BMW i3 Recall Affects Every US Car And Freezes Sales
BMW is recalling every single BMW i3 it has sold in the US, and has been forced to freeze sales after crash test concerns. The car, which is sold in pure-electric and gas-electric hybrid forms, has been on sale in the US since 2014, with new model year 2018 i3 cars due to show up in dealerships imminently. Now, though, nobody will be able to buy them.
The problem comes down to seatbelt testing or, more accurately, what happens when someone isn't wearing a seatbelt. Although wearing a seatbelt is mandatory across almost all of the US states – New Hampshire being the only hold-out – the National Highway Traffic Safety Administration (NHTSA) still does testing for vehicle occupants without a belt secured. If cars don't meet the requirements, there's a problem.
It's that which is now giving BMW headaches. Back when BMW tested the i3, the automaker says, it "showed results well below the required limits." Now, it concedes, "more recent testing has shown inconsistent results."

Data extract —

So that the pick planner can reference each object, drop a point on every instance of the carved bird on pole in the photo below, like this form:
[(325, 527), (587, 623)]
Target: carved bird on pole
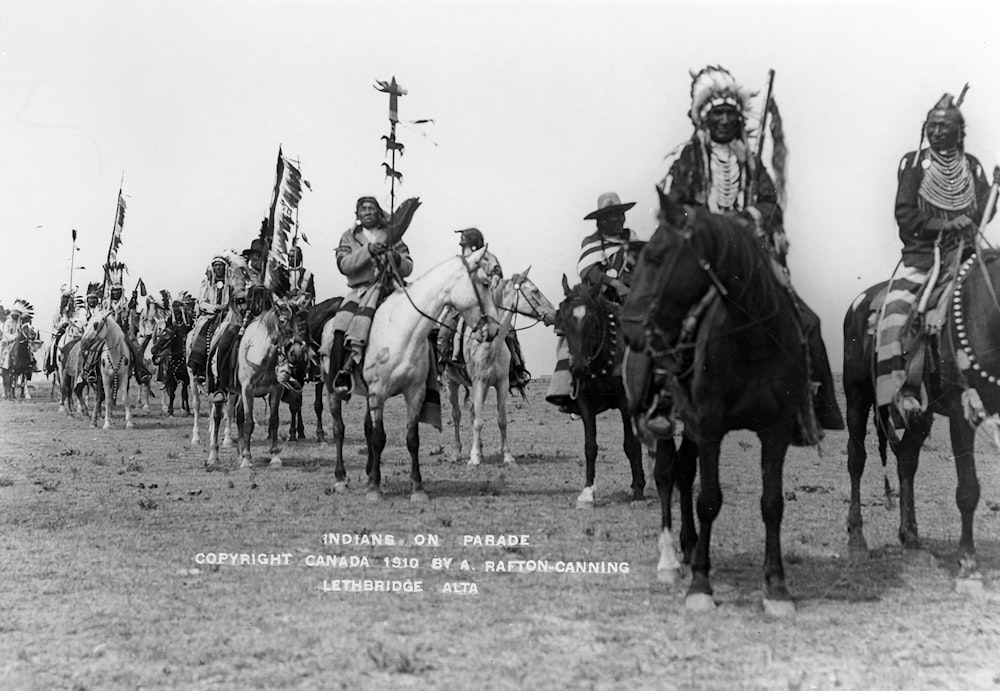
[(392, 145)]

Task instructions —
1. Reproduce the BMW i3 recall article from "BMW i3 Recall" up to and including "to buy them.", swapping "recalling" for "withdrawing".
2. Turn the paragraph of the BMW i3 recall article beginning "The problem comes down to seatbelt testing" into a bulleted list that keeps its main facts.

Solutions to the exercise —
1.
BMW i3 Recall Affects Every US Car And Freezes Sales
BMW is withdrawing every single BMW i3 it has sold in the US, and has been forced to freeze sales after crash test concerns. The car, which is sold in pure-electric and gas-electric hybrid forms, has been on sale in the US since 2014, with new model year 2018 i3 cars due to show up in dealerships imminently. Now, though, nobody will be able to buy them.

2.
- The problem concerns seatbelt testing, specifically what happens when an occupant isn't wearing a seatbelt.
- Wearing a seatbelt is mandatory in almost all US states; New Hampshire is the only hold-out.
- The National Highway Traffic Safety Administration (NHTSA) still tests for vehicle occupants without a belt secured.
- Cars that don't meet the requirements have a problem.